GIVEN PASSAGE

★ ★ ★

Reducing patient burden of PROMs in healthcare through advanced computerized adaptive testing stopping rules
Reducing patient burden of PROMs in healthcare through advanced computerized adaptive testing stopping rules

Reducing patient burden of PROMs in healthcare through advanced computerized adaptive testing stopping rules

Qual Life Res. 2025 Oct 16. doi: 10.1007/s11136-025-04079-7. Online ahead of print.

ABSTRACT

PURPOSE: Application of computerized adaptive testing (CAT) can improve the assessment of patient-reported health outcomes by reducing patient burden. We aimed to reduce patient burden of CATs further by optimizing a standard error reduction stopping rule (SER; minimum change in SE(θ) after each CAT step).

METHODS: We extracted PROMIS Anxiety and Depressive Symptoms CAT responses (mean age = 13.7, male = 50.3%) from the Dutch-Flemish PROMIS Assessment Center and estimated theta levels (θ) and standard errors (SE(θ)) for each step. The default stopping rules were a minimum/maximum of 4/12 items administered, respectively, or a minimum precision of SE(θ) < 0.32. We imposed increasing SER thresholds (0.01-0.20) and compared the following outcome criteria: mean efficiency of the CAT (Mefficiency; 1 – SE(θ)2/nitems), mean number of items administered (Mnitems), the mean SE(θ) of all respondents (MSE(θ)), and mean T-score difference compared to default stopping rules (M∆T).

★ ★ ★

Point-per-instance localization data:
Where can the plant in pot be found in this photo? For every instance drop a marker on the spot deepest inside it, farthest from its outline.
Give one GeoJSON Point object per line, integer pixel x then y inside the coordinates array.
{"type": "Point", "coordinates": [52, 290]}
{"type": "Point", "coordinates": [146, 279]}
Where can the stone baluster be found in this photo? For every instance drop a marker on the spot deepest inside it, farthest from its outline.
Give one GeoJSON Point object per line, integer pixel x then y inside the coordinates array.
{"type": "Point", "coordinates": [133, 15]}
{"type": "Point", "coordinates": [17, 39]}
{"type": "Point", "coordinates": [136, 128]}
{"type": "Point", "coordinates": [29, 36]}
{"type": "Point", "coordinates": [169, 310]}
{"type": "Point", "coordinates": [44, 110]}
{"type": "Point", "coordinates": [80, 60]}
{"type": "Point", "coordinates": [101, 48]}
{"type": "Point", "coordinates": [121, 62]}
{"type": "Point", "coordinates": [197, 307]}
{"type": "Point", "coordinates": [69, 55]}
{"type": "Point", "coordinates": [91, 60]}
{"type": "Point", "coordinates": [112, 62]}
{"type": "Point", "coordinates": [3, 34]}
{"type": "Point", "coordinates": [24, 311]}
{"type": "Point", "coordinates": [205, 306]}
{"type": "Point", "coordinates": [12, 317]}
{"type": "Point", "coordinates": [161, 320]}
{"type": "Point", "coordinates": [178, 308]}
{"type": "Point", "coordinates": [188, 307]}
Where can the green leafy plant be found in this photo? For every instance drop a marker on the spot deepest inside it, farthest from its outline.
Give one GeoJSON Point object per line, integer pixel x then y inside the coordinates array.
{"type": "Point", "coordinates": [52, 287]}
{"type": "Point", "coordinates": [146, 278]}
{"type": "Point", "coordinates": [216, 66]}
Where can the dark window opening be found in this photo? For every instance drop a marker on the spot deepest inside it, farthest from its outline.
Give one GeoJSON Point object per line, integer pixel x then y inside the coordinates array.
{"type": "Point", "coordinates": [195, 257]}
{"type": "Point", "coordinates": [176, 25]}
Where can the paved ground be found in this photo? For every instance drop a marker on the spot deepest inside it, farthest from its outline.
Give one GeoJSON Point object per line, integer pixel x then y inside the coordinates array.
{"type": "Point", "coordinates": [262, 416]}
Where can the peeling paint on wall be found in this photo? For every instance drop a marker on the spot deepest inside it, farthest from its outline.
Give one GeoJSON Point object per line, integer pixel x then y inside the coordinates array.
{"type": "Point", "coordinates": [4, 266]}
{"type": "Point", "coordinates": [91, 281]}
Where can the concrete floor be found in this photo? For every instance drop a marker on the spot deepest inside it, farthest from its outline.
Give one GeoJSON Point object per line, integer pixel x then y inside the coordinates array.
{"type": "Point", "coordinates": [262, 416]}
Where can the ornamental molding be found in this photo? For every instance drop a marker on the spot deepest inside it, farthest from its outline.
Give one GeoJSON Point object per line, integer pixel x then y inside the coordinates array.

★ ★ ★

ACTIVITY LIST
[1] Answer these questions from the abstract on computerized adaptive testing stopping rules above the records:
(a) What was the mean age of the respondents?
(b) What was the default maximum number of items administered?
(c) What range of SER thresholds was imposed?
[2] Duplicate a section of the abstract on computerized adaptive testing stopping rules, beginning at the words "METHODS: We extracted" and stopping after the words "stopping rules (M∆T).".

YOUR WRITTEN ANSWERS
[1]
(a) 13.7
(b) 12
(c) 0.01-0.20

[2]
METHODS: We extracted PROMIS Anxiety and Depressive Symptoms CAT responses (mean age = 13.7, male = 50.3%) from the Dutch-Flemish PROMIS Assessment Center and estimated theta levels (θ) and standard errors (SE(θ)) for each step. The default stopping rules were a minimum/maximum of 4/12 items administered, respectively, or a minimum precision of SE(θ) < 0.32. We imposed increasing SER thresholds (0.01-0.20) and compared the following outcome criteria: mean efficiency of the CAT (Mefficiency; 1 – SE(θ)2/nitems), mean number of items administered (Mnitems), the mean SE(θ) of all respondents (MSE(θ)), and mean T-score difference compared to default stopping rules (M∆T).